[REQUIRED TASK] In the entries below, copy out everything from the line containing "the woman's lower" down to the line containing "(1047, 515)", including both of those lines and changing nothing.

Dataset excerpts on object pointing

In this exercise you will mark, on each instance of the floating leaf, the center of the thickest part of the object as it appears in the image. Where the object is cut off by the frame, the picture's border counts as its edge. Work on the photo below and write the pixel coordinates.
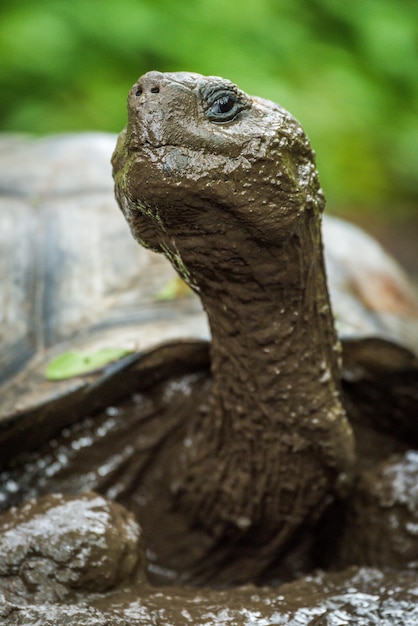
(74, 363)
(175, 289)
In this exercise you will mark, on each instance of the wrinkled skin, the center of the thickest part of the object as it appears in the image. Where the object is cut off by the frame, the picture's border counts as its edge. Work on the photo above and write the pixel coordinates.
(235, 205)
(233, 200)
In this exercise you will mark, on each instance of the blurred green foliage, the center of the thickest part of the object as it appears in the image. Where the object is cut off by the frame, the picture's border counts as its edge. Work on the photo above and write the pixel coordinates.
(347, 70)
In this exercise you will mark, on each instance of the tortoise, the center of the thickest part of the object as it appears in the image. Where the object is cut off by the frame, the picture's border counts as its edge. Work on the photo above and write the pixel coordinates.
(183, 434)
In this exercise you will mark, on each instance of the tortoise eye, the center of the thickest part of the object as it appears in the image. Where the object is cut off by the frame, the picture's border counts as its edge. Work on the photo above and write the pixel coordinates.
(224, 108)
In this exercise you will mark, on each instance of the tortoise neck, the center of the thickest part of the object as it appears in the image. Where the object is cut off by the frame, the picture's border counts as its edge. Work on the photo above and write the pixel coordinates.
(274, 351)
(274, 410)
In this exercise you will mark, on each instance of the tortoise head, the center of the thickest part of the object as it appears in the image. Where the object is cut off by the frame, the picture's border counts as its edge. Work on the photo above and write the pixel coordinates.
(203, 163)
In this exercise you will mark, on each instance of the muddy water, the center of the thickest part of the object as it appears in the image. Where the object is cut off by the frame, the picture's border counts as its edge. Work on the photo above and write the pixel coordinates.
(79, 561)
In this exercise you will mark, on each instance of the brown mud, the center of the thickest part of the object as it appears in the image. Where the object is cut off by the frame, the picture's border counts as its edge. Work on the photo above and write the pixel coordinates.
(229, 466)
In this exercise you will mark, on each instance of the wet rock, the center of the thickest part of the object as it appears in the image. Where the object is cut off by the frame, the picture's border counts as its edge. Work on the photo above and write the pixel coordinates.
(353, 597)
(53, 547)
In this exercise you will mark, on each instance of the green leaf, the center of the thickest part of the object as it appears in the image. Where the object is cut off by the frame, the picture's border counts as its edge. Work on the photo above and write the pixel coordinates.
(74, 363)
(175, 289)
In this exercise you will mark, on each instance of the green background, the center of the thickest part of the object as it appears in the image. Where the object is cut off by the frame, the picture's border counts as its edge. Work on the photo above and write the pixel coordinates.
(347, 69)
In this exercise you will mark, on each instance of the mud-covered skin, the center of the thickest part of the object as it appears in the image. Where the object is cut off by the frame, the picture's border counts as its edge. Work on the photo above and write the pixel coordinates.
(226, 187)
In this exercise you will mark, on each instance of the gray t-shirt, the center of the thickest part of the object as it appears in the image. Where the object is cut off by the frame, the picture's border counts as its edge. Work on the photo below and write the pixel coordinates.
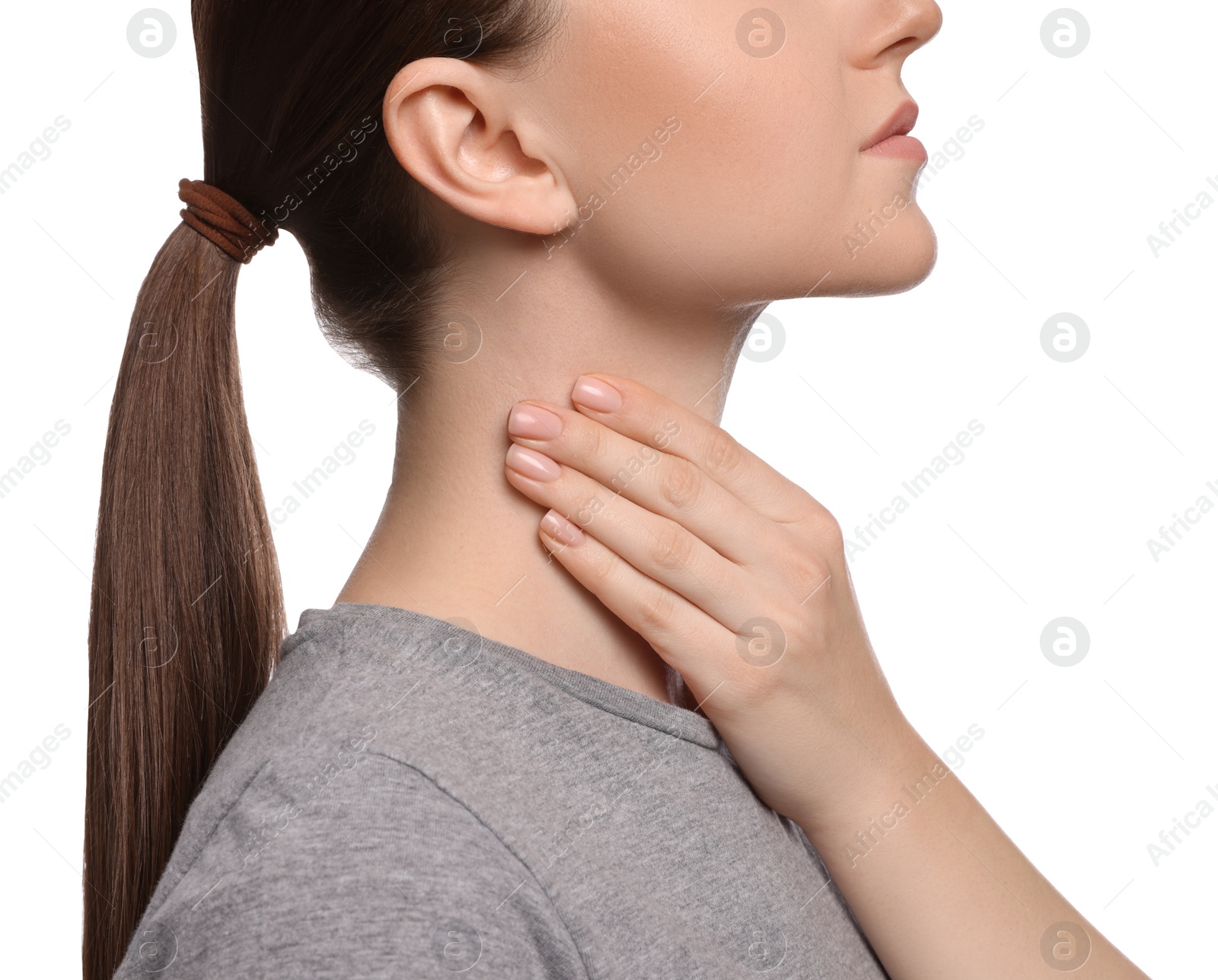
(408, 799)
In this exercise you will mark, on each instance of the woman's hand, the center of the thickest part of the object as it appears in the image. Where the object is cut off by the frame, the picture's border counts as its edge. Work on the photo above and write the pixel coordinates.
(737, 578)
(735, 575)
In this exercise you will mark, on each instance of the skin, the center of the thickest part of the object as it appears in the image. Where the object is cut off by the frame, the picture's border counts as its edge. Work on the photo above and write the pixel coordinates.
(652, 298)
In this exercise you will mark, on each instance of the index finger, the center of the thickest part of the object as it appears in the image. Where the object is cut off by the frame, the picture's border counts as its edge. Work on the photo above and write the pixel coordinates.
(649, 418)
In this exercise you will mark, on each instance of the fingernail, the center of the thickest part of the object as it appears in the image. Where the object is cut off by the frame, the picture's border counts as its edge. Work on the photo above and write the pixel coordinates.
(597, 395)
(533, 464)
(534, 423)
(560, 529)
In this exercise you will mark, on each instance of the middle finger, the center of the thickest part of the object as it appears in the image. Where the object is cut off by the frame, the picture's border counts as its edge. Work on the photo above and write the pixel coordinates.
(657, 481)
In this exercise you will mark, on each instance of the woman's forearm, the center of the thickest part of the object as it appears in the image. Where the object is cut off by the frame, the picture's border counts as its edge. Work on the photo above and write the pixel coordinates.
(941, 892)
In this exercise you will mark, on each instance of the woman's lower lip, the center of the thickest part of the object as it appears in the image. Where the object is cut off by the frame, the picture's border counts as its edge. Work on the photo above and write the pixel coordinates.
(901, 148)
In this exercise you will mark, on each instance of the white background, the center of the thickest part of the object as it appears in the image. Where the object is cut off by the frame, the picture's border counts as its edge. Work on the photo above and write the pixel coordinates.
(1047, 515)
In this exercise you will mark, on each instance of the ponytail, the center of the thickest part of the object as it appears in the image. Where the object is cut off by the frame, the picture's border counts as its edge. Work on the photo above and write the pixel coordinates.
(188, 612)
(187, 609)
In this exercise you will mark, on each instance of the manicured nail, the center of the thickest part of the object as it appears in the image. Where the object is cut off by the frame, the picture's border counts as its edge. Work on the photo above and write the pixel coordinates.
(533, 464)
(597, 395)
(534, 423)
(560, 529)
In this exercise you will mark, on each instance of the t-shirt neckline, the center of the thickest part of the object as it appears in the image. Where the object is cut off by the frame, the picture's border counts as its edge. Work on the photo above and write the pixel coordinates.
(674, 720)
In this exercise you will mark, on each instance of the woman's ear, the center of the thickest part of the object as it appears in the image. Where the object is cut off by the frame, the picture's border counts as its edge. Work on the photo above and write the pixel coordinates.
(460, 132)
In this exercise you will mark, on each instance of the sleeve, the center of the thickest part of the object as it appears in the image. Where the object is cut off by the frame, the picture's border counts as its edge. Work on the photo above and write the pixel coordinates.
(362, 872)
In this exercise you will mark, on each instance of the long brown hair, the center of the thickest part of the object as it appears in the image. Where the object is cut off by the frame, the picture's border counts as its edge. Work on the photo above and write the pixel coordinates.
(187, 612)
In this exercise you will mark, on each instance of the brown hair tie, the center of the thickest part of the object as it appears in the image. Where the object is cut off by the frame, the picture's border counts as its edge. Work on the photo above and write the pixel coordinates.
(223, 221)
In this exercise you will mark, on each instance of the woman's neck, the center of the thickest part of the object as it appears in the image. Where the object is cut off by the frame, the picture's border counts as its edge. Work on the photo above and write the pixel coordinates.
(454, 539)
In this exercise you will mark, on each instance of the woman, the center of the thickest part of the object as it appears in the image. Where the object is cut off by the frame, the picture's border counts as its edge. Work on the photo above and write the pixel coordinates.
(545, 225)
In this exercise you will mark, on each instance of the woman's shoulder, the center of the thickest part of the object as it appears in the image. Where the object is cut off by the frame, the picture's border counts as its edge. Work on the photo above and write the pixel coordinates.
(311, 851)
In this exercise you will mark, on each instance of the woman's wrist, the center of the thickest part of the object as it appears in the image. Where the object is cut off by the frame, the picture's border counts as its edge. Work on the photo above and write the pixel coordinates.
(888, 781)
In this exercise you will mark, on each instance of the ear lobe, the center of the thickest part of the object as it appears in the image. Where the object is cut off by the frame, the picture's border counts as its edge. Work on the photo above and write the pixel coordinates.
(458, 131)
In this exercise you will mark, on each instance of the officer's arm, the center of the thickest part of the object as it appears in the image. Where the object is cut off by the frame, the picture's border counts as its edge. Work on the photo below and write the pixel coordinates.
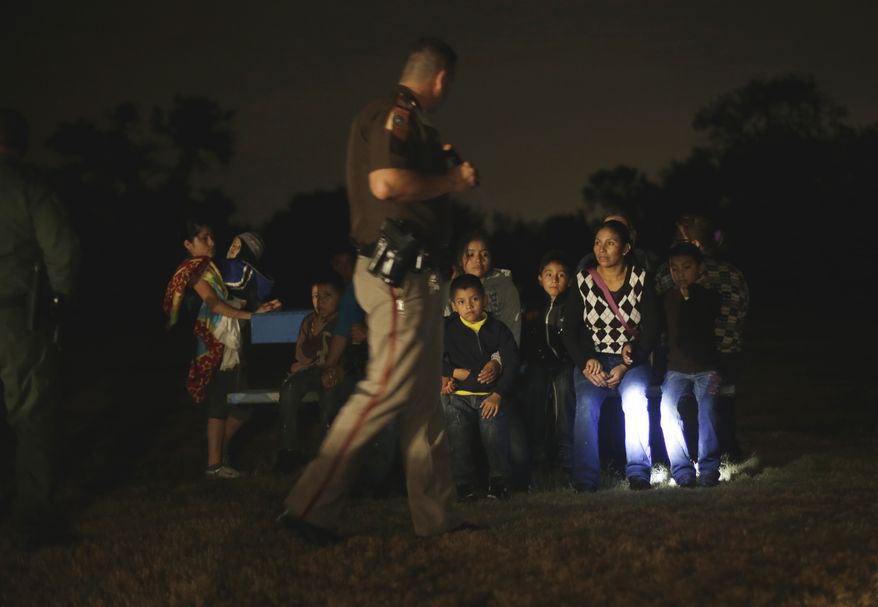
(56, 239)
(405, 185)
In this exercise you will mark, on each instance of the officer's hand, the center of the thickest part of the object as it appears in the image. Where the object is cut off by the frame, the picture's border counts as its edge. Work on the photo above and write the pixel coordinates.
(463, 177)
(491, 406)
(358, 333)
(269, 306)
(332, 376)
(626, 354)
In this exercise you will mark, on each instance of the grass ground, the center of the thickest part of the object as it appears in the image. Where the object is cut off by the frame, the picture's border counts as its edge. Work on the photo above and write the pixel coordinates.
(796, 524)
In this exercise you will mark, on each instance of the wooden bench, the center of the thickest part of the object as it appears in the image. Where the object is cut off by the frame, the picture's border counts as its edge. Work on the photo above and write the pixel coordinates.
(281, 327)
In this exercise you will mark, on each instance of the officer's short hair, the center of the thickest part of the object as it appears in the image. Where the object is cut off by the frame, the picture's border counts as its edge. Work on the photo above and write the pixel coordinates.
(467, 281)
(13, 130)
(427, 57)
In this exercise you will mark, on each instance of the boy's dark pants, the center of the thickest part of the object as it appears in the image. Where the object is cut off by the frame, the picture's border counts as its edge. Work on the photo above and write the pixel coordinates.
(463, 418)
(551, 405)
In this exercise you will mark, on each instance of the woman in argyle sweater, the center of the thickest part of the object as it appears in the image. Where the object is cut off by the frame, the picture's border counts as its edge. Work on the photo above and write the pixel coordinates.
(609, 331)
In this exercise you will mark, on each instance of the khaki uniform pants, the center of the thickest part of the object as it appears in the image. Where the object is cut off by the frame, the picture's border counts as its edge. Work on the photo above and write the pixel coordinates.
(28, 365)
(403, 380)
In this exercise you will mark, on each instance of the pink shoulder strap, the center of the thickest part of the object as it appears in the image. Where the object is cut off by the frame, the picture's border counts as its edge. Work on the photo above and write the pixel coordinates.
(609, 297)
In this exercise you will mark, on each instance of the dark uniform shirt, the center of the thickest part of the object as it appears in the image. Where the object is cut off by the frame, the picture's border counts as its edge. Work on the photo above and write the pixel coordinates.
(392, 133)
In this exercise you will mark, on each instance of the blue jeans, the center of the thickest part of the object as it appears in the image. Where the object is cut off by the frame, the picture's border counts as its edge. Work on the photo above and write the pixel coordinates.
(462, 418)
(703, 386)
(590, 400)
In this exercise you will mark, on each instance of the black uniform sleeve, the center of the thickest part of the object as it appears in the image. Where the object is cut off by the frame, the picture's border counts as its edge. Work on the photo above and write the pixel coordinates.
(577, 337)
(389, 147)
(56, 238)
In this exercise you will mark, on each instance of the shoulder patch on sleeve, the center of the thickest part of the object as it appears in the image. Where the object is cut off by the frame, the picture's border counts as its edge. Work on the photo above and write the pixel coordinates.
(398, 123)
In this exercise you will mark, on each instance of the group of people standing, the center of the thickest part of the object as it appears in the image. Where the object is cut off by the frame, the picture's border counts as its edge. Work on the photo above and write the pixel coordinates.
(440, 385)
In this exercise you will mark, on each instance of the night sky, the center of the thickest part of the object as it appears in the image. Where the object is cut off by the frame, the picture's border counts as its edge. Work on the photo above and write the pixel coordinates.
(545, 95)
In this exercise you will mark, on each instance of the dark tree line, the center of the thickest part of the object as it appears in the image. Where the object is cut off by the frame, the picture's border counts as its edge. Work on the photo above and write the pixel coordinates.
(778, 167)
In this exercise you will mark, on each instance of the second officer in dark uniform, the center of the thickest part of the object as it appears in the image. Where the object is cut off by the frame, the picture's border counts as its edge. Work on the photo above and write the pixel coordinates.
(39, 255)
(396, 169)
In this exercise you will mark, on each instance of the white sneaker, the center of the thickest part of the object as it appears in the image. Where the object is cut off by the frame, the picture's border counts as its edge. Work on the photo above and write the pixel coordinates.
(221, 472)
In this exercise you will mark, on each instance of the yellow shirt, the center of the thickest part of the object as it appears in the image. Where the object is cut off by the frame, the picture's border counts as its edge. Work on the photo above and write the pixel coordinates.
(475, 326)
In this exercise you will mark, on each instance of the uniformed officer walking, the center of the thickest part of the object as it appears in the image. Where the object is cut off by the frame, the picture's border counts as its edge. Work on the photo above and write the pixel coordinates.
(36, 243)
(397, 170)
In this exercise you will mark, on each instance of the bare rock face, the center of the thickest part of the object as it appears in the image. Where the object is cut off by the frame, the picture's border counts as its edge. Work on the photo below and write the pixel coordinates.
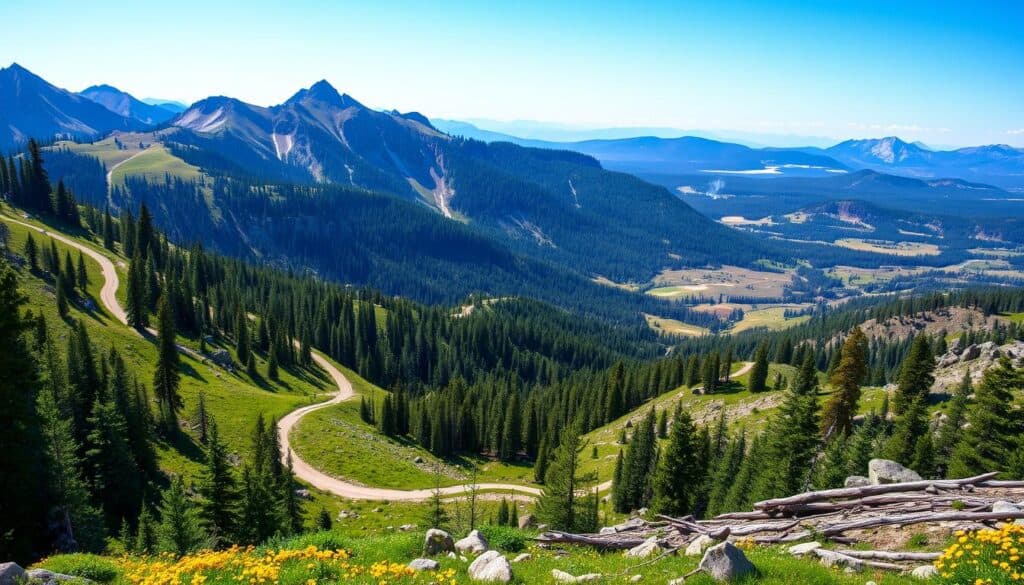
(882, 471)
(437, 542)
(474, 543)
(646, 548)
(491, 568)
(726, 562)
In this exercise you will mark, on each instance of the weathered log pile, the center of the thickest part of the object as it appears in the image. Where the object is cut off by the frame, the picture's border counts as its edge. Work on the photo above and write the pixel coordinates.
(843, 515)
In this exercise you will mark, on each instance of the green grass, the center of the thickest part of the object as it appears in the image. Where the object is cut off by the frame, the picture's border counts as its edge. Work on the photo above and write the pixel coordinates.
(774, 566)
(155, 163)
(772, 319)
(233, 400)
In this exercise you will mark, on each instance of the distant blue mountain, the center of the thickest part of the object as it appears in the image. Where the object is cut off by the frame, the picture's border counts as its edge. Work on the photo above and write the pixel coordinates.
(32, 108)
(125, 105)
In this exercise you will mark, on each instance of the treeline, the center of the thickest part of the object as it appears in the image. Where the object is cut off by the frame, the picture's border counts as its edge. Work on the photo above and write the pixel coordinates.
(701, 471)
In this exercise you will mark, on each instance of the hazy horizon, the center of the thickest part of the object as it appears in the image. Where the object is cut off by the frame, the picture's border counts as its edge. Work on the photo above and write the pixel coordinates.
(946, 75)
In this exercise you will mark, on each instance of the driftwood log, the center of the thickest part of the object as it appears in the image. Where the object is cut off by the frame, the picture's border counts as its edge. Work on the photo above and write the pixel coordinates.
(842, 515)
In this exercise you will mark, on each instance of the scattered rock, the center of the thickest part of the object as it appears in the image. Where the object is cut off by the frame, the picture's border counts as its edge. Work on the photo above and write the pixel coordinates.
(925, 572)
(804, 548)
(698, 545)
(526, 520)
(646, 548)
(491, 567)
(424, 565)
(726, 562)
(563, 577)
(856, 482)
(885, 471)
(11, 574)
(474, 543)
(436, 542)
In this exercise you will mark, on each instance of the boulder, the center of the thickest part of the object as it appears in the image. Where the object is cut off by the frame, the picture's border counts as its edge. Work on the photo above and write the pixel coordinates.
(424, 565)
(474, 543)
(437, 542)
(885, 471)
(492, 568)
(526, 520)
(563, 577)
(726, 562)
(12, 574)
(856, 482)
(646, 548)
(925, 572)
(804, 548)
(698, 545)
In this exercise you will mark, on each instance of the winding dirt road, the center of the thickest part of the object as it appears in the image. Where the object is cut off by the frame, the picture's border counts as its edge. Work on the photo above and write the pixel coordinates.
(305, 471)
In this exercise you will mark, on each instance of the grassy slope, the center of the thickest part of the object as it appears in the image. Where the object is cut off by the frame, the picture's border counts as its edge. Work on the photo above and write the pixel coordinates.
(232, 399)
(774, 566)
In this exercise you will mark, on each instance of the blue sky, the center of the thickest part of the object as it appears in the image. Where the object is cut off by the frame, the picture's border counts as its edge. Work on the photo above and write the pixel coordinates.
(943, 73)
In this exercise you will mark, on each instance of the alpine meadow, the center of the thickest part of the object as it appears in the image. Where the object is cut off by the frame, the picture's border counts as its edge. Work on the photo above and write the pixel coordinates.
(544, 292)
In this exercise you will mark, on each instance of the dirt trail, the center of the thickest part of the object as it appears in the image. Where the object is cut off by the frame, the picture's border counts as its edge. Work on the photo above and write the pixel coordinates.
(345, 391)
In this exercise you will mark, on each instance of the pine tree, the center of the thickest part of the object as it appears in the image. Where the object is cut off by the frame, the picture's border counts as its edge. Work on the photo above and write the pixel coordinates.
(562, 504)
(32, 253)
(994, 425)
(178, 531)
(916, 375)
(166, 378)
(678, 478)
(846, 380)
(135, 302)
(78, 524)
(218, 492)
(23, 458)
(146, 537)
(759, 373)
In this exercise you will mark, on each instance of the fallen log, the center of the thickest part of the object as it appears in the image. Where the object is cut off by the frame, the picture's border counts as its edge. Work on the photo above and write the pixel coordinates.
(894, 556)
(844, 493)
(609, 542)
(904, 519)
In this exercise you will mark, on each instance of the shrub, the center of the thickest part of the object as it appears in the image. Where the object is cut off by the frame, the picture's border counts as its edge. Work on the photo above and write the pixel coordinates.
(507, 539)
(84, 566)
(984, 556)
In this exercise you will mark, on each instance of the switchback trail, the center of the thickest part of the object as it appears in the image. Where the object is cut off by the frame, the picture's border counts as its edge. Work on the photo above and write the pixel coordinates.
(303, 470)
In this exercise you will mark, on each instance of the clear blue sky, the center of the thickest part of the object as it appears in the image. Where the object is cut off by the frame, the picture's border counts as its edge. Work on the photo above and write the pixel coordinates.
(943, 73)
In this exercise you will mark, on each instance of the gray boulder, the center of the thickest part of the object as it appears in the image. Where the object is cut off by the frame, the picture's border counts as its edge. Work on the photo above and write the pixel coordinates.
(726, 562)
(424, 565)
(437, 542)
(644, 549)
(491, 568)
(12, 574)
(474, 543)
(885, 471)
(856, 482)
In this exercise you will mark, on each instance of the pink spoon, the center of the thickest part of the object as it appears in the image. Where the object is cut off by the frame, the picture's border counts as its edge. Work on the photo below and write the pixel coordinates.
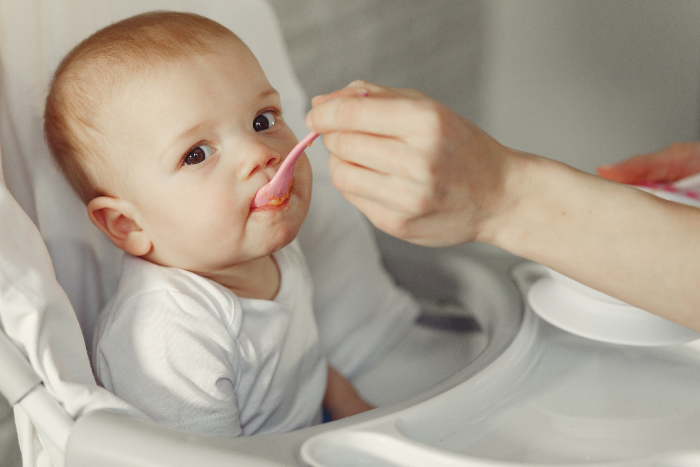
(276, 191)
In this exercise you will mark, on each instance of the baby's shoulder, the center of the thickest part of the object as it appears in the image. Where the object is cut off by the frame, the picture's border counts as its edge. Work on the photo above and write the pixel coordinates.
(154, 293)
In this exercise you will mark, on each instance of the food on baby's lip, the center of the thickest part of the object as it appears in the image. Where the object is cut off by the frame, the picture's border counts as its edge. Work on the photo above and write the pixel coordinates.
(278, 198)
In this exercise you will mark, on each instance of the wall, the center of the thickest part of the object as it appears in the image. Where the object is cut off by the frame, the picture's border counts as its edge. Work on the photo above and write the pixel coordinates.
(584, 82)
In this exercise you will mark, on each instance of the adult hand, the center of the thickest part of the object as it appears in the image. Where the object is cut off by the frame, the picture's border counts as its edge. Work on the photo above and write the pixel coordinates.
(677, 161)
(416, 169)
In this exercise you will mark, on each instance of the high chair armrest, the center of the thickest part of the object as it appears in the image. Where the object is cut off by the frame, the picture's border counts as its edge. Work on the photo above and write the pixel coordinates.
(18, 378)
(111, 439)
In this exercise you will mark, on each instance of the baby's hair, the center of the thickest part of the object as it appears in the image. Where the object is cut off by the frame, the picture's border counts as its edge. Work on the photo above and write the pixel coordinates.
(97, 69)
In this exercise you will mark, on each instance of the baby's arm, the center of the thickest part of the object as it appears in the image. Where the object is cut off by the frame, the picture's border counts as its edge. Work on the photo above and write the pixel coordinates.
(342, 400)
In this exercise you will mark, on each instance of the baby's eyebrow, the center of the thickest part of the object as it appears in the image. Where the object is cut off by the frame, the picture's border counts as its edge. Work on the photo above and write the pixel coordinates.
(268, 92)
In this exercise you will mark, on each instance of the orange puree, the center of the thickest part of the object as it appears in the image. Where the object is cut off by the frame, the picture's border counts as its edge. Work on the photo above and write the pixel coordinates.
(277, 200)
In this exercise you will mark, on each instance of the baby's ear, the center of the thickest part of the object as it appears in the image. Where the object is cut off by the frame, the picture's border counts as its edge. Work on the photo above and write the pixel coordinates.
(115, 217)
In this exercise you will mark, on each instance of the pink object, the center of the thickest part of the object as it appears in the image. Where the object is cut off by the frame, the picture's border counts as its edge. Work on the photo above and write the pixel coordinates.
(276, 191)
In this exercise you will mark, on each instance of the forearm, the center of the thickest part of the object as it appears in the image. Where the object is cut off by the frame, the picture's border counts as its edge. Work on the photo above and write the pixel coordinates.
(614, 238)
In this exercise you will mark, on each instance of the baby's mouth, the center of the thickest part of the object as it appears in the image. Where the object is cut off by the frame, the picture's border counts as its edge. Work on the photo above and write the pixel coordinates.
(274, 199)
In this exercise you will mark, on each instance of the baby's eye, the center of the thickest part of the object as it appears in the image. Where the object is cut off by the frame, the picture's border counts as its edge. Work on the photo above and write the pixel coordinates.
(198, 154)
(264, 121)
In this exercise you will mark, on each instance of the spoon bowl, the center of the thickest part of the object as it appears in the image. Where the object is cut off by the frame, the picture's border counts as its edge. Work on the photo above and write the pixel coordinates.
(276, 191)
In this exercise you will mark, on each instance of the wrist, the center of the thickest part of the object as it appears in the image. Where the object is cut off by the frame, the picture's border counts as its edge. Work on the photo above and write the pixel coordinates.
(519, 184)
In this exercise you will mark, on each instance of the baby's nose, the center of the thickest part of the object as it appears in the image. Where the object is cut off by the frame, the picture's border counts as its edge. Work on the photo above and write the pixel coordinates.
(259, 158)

[SOLUTION FOR THIS TASK]
In this exercise you will mark, on each instance of the woman's lower lip, the center of the thickest part of the object as it appears in the image. Where the object is cut off by the frame, the picture's border counts as its edge. Work on the photo above and write the pixel coordinates.
(901, 148)
In this exercise you will mark, on each instance of the white background, the center of the thickest part of the object as it appears in the image. Where the object is cut off by the frame, the picture's border counts as its edge. Work on the photo above and write the pixel coordinates.
(1047, 515)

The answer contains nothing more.